## TÂCHES À RÉALISER
a – Dans l'entretien sur la loi travail, quel jour Myriam El Khomri doit-elle voir Philippe Martinez ?
b – Recopiez le passage de l'entretien sur la loi travail qui va de « Texte intégral » à « de le détricoter. ».
c – Donnez la suite de l'entretien sur la loi travail à partir de l'endroit où il s'arrête.

Texte intégral
PATRICK COHEN
Bonjour Myriam EL KHOMRI.
MYRIAM EL KHOMRI
Bonjour.
PATRICK COHEN
Demain, nouvelle journée de mobilisation des syndicats opposés à la loi travail, peut-être la dernière, c'est un baroud d'honneur, vous considérez que c'est plié ?
MYRIAM EL KHOMRI
Non, je respecte tout à fait le droit de manifester dans notre pays, c'est une journée de mobilisation. Moi je ne suis pas là pour faire du pronostic sur le nombre de manifestants qui seront rendus demain mais néanmoins, moi je continue à échanger avec l'ensemble des numéros 1 des organisations syndicales. Je les ai tous vus récemment avec la ligne du gouvernement qui est connue, c'est-à-dire : le texte peut toujours être amélioré mais il est hors de question de le dénaturer, de le détricoter.
PATRICK COHEN
Donc vous verrez Philippe MARTINEZ
MYRIAM EL KHOMRI
Vendredi.
PATRICK COHEN
De la CGT vendredi, après avoir beaucoup valsé sur la date de ce rendez-vous, c'était tout de suite, demain, pourquoi pas maintenant
MYRIAM EL KHOMRI
Ecoutez ! Ces questions de calendrier ont un petit côté un peu ridicule et puéril
PATRICK COHEN
C'était important de savoir si vous pourriez vous voir avant la manifestation de mardi.

## Extrait d'un jeu de données
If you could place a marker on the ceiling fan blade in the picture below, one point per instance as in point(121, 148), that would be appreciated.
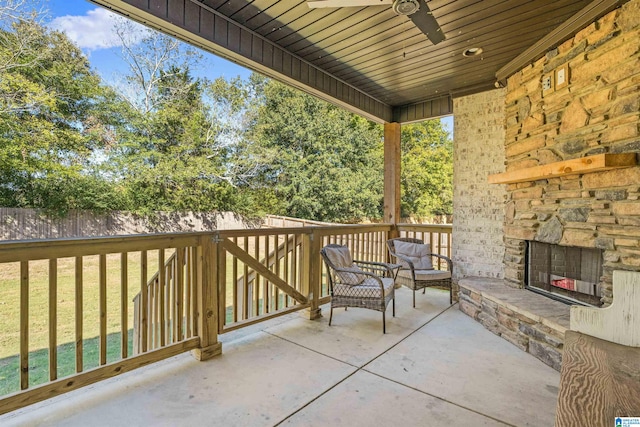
point(424, 20)
point(347, 3)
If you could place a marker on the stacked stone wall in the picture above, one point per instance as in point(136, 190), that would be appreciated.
point(478, 248)
point(598, 111)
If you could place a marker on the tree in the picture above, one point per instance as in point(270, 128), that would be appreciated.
point(50, 125)
point(173, 152)
point(319, 161)
point(427, 170)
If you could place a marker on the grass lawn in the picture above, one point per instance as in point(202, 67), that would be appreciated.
point(39, 304)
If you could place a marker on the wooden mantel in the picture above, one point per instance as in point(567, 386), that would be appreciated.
point(596, 163)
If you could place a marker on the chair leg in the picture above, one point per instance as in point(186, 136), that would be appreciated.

## LISTE DES RÉPONSES
a – Vendredi.

b –
Texte intégral
PATRICK COHEN
Bonjour Myriam EL KHOMRI.
MYRIAM EL KHOMRI
Bonjour.
PATRICK COHEN
Demain, nouvelle journée de mobilisation des syndicats opposés à la loi travail, peut-être la dernière, c'est un baroud d'honneur, vous considérez que c'est plié ?
MYRIAM EL KHOMRI
Non, je respecte tout à fait le droit de manifester dans notre pays, c'est une journée de mobilisation. Moi je ne suis pas là pour faire du pronostic sur le nombre de manifestants qui seront rendus demain mais néanmoins, moi je continue à échanger avec l'ensemble des numéros 1 des organisations syndicales. Je les ai tous vus récemment avec la ligne du gouvernement qui est connue, c'est-à-dire : le texte peut toujours être amélioré mais il est hors de question de le dénaturer, de le détricoter.

c –
MYRIAM EL KHOMRI
Je veux dire les choses très clairement. La CGT a opté pour la politique de la chaise vide depuis plusieurs mois, ils ne se sont pas rendus aux réunions qui étaient prévues soit avec moi soit avec mon équipe, en janvier et encore en mars dernier. Leur position
PATRICK COHEN
Donc quand la CGT dit
MYRIAM EL KHOMRI
Leur position a évolué
PATRICK COHEN
Qu'il n'y a pas eu de négociations, elle ne dit pas la vérité ?
MYRIAM EL KHOMRI
Ils ne sont pas venus, ils ne se sont pas rendus justement au ministère alors qu'il y avait plusieurs rencontres qui étaient menées dans ce cadre-là. Alors que d'autres organisations syndicales sont venues et ont fait des propositions. La position de la CGT a évolué et c'est une bonne chose. Philippe MARTINEZ la semaine dernière disait : je ne souhaite pas bloquer l'Euro. A partir de là, je lui ai proposé, je lui ai dit que j'étais disponible à le rencontrer dans la minute si ça permettait justement de lever les blocages. Il a répondu une fin de non-recevoir en disant que la mobilisation continue, dont acte. L'agenda est maintenu, on se verra le 17 juin prochain
PATRICK COHEN
En quoi la position de la CGT a-t-elle évolué sur le fond ?
MYRIAM EL KHOMRI
Le préalable de la CGT était le retrait du texte, aujourd'hui ce n'est plus ce que dit Philippe MARTINEZ. Donc moi j'attends, vendredi j'aurai les propositions de la CGT. Si le mot d'ordre aujourd'hui de la CGT, c'est le retrait de tous les articles qui font le sens dans ce texte, ça ne sera pas possible.
PATRICK COHEN
Est-ce qu'il est imaginable Myriam EL KHOMRI d'écrire dans la loi qu'en aucun cas, un accord d'entreprise ne pourra être moins favorable qu'un accord de branche préexistant ?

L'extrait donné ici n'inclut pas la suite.